• **WHAT TO DO**: Rewrite the records below, requests included, from their start through the line holding "left=0, top=243, right=203, bottom=329", inclusive, scaling every bounding-box coordinate in the answers by 0.8 and rounding to whole numbers with halves rounded up, while the requests and their sample format values stay unchanged. Leave the pictures out of the answer.

• **DATASET EXTRACT**:
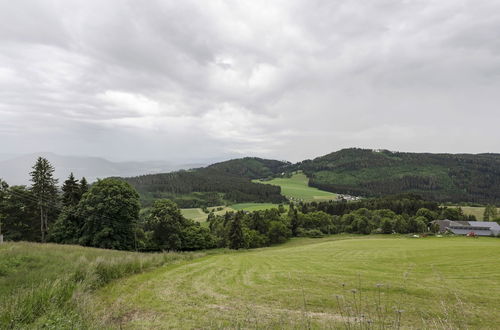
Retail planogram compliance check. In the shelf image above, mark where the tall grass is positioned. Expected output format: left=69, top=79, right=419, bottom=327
left=0, top=243, right=203, bottom=329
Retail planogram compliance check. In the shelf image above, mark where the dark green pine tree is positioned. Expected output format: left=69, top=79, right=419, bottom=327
left=61, top=173, right=82, bottom=206
left=229, top=212, right=245, bottom=250
left=80, top=177, right=89, bottom=198
left=30, top=157, right=57, bottom=242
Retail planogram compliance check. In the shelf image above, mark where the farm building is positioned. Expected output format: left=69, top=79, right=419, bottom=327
left=432, top=219, right=500, bottom=236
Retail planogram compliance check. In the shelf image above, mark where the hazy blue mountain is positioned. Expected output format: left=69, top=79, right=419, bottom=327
left=0, top=152, right=206, bottom=185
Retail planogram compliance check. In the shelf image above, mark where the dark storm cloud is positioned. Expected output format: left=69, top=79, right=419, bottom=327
left=0, top=0, right=500, bottom=160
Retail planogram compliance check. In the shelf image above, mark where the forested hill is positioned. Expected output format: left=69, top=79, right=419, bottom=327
left=125, top=158, right=289, bottom=207
left=294, top=149, right=500, bottom=203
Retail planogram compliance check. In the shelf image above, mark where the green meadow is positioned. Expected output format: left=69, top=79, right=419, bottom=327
left=181, top=203, right=288, bottom=222
left=181, top=172, right=337, bottom=222
left=94, top=235, right=500, bottom=329
left=453, top=206, right=500, bottom=221
left=0, top=242, right=204, bottom=329
left=254, top=172, right=337, bottom=202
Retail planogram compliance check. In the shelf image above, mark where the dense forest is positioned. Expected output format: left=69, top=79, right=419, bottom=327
left=120, top=149, right=500, bottom=208
left=124, top=158, right=290, bottom=208
left=298, top=149, right=500, bottom=203
left=0, top=157, right=500, bottom=251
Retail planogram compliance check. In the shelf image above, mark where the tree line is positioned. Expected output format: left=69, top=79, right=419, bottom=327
left=0, top=157, right=498, bottom=251
left=204, top=195, right=488, bottom=249
left=294, top=148, right=500, bottom=203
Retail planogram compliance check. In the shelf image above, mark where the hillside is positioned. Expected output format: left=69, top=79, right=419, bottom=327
left=97, top=235, right=500, bottom=329
left=294, top=149, right=500, bottom=203
left=125, top=158, right=289, bottom=208
left=0, top=152, right=200, bottom=185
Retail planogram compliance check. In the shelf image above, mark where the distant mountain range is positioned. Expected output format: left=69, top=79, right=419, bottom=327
left=0, top=152, right=207, bottom=185
left=0, top=148, right=500, bottom=207
left=126, top=148, right=500, bottom=207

• **EXPECTED ANSWER**:
Retail planogram compliance check. In the shelf image above, mark where the tall grass is positioned. Expected output format: left=69, top=79, right=419, bottom=327
left=0, top=194, right=162, bottom=263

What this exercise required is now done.